REPUTAZIONE SENZA PRODOTTO
Del caso Chiara Ferragni sappiamo già tutto. L’imprenditrice digitale, all’apice del suo successo che l’avrebbe portata nel 2024 a un fatturato di cento milioni di euro, è inciampata in un grave caso di “errore di comunicazione” su un tema delicato come la beneficenza per i bambini malati di cui si è accorto l’antitrust prima di lei. La vicenda di cui non si finisce di leggere e parlare e che sembra portare ad un caso di truffa aggravata, pone una interessante riflessione. Quando il prodotto sei te stesso, non puoi permetterti di sbagliare.
Le aziende che offrono prodotti di qualità possono avere momenti di difficoltà contingente sul mercato, ma resistono nel tempo. Una scarpa di bella fattura, ad esempio, certamente ha bisogno di essere conosciuta e pubblicizzata, ma alla fine s’impone da sola se viene riconosciuta come un prodotto valido. Al contrario se il prodotto è costruito totalmente sulla propria immagine individuale, il tempo e il minimo errore di “comunicazione” diventano fatali soprattutto se si ha avuto la pretesa di ergersi a modello etico di giustizia, correttezza e generosità.
Se il core business dell’impresa è totalmente costruito sul numero di follower che seguono te, la tua vita, i tuoi figli e la malattia dei tuoi cari, rendendo totalmente pubblica la tua vita privata, potrai fingere di vivere in una soap opera felice dove tutto va a buon fine, ma non potrai mai permetterti di tradire la fiducia dei tuoi seguaci. L’arroganza poi che il potere economico e di influenza ottenuto rendano la reputazione inossidabile diventa la pietra tombale che oscura la luce, in questo caso non propria, ma riflessa dal numero di follower.

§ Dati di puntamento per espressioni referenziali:
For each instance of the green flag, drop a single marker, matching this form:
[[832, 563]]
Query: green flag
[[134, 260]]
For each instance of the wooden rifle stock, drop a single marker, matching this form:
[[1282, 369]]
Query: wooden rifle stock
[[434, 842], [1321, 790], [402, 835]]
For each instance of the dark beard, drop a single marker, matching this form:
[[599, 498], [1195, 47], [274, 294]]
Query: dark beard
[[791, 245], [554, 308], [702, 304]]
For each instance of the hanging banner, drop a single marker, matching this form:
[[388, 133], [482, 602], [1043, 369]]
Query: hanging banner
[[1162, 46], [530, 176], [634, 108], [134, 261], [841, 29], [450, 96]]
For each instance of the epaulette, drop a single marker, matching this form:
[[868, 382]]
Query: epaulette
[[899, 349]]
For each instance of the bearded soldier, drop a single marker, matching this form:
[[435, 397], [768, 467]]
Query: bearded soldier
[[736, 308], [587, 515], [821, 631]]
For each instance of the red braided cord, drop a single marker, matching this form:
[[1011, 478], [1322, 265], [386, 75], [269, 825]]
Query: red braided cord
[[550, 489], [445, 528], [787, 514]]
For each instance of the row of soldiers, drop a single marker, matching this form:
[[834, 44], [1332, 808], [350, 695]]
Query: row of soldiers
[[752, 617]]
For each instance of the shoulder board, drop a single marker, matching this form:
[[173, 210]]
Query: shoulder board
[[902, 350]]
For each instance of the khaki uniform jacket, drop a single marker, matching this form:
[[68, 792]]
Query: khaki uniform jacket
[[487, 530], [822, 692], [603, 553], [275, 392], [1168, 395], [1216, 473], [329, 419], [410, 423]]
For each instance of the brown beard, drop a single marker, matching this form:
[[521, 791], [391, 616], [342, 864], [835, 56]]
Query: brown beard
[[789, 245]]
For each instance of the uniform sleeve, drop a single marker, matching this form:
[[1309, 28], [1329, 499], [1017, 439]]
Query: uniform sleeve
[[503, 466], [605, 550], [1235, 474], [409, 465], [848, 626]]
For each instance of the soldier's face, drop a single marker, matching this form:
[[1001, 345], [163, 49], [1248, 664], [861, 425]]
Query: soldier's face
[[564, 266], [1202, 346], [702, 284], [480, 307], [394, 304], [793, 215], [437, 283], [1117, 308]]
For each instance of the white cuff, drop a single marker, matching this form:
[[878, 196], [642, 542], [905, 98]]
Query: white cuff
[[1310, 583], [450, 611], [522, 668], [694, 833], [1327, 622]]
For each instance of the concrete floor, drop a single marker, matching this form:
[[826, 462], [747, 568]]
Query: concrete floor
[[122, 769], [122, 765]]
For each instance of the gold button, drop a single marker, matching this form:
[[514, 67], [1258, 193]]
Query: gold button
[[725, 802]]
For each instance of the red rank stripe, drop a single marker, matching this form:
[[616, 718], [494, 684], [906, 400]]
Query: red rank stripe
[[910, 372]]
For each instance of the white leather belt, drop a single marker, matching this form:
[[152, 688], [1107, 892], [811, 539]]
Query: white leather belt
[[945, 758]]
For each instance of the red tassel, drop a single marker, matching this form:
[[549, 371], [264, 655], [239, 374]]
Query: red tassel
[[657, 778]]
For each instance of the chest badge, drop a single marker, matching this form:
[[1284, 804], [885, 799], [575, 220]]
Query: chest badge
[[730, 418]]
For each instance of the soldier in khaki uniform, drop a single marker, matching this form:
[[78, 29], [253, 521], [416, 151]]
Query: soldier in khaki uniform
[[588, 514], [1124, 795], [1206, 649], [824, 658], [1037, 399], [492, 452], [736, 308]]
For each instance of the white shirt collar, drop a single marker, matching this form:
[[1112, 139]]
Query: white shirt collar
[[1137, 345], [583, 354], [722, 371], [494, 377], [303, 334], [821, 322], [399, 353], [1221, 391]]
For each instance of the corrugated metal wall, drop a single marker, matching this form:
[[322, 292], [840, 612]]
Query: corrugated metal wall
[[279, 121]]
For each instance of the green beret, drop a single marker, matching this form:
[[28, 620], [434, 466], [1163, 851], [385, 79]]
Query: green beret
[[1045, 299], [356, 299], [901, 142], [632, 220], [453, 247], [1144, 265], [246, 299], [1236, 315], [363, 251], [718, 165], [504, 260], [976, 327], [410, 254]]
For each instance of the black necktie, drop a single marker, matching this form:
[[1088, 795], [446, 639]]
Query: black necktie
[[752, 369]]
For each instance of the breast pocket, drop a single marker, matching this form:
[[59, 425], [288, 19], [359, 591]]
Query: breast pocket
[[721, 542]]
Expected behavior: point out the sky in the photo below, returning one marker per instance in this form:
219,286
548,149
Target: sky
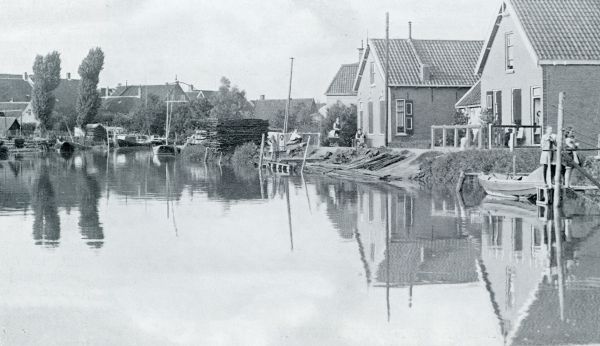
249,42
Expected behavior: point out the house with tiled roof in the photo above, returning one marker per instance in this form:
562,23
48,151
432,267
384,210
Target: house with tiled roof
426,79
341,88
536,49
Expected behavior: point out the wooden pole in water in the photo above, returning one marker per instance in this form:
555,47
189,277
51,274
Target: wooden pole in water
289,100
305,152
559,140
262,148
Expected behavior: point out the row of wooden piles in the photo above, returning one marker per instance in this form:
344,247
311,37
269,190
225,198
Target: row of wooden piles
226,135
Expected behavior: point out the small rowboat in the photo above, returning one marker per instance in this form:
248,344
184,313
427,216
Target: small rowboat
512,186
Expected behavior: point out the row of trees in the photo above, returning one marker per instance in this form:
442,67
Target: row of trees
46,79
150,115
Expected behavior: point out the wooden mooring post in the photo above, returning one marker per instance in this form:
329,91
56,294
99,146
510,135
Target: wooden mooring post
262,148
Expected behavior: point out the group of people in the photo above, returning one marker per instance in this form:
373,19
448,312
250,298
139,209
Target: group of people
548,158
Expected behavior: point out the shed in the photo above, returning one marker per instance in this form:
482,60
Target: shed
9,126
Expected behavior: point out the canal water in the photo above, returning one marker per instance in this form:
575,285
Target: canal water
133,250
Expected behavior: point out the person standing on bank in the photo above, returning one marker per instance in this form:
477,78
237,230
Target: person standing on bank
570,157
547,157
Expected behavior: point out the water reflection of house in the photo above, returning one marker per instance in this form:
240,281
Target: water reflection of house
420,249
544,291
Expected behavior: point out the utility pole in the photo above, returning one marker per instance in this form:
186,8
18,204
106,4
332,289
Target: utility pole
387,76
289,100
559,140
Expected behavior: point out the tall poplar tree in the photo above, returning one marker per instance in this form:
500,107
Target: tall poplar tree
88,101
46,78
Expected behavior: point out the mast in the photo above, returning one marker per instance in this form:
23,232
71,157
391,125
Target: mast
289,99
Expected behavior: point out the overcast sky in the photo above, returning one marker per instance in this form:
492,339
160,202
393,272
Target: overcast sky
250,42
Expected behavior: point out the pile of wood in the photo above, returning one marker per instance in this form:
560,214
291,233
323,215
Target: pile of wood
377,162
226,135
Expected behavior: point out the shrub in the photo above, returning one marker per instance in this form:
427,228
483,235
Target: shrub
445,169
245,154
194,153
19,143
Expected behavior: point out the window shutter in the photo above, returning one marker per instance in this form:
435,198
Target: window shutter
489,99
370,110
410,125
499,106
517,106
382,116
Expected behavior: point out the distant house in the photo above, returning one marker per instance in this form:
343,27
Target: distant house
270,109
9,126
470,103
341,88
125,99
535,50
427,78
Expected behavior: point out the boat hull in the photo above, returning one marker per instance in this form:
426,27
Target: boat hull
508,188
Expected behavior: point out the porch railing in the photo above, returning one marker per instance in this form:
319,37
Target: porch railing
452,134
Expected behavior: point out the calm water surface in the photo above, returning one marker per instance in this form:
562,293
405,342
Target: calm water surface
130,250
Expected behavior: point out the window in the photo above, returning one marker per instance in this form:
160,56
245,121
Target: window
360,116
382,116
517,106
370,114
400,116
510,51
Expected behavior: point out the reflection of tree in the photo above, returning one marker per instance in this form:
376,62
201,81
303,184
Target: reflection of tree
340,197
89,221
46,225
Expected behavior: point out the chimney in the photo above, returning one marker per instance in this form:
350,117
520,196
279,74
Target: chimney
425,73
360,51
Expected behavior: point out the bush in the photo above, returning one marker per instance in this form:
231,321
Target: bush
19,143
194,153
445,169
245,154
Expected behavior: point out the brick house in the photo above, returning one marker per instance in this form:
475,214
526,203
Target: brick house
427,78
535,50
341,88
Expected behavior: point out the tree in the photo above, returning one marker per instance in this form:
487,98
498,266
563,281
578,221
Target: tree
88,100
347,117
230,102
46,78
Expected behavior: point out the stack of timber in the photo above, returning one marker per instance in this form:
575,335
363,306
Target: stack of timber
226,135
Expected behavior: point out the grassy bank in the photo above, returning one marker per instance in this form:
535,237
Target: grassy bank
444,169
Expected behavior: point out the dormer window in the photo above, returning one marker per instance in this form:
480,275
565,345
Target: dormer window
510,51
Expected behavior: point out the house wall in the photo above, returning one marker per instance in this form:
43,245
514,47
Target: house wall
525,75
582,101
368,92
345,100
431,106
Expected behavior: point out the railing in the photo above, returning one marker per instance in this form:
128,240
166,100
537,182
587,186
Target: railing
452,139
514,136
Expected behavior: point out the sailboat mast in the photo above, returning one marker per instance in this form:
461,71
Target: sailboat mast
289,100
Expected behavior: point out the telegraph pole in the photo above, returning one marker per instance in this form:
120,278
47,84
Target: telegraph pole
387,76
289,100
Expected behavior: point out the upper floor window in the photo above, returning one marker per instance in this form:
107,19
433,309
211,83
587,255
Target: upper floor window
510,51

§ ESERCIZI DA SVOLGERE:
[A] Nel brano sul caso Ferragni, quali sono tutte le cose che, secondo la frase che inizia con "Se il core business dell’impresa", i follower seguono?
[B] Prosegui il brano sul caso Ferragni dopo la sua ultima frase.

§ SOLUZIONI:
[A] Te, la tua vita, i tuoi figli e la malattia dei tuoi cari.

[B]
L’errore nasce non tanto nel momento in cui l’imprenditrice digitale rende pubblica la propria esistenza, ma quando comincia a prendere posizione politica, quando pretende di influenzare il pensiero comune e soprattutto quando comincia a fare la morale. Una morale che tra l’altro non è la sua, ma è stata copiata e incollata dai trend culturali dominanti più seguiti sui social utili a raccogliere like. La riprova che abbia puntato sulla propria immagine associata ad una perfetta condotta morale da imitare sta nel fatto che da quando è scoppiato “il caso Pandoro”, l’imprenditrice digitale abbia smesso di postare contenuti sui social soprattutto dopo lo studiatissimo “video del maglioncino grigio” divenuto virale ma criticatissimo. Un disperato tentativo di scuse per recuperare consenso passando per vittima assolutamente mal riuscito.
Se il personaggio non è totalmente genuino e coerente, e nessuno lo può essere, prima o poi cade facendosi tanto più male quanto più è in alto. Che non fosse un personaggio genuino noi l’avevamo capito dal minuto uno e ci chiediamo come abbia potuto ingannare i milioni di follower che hanno cominciato a seguirla, ma ora la maschera è caduta facendo molto rumore.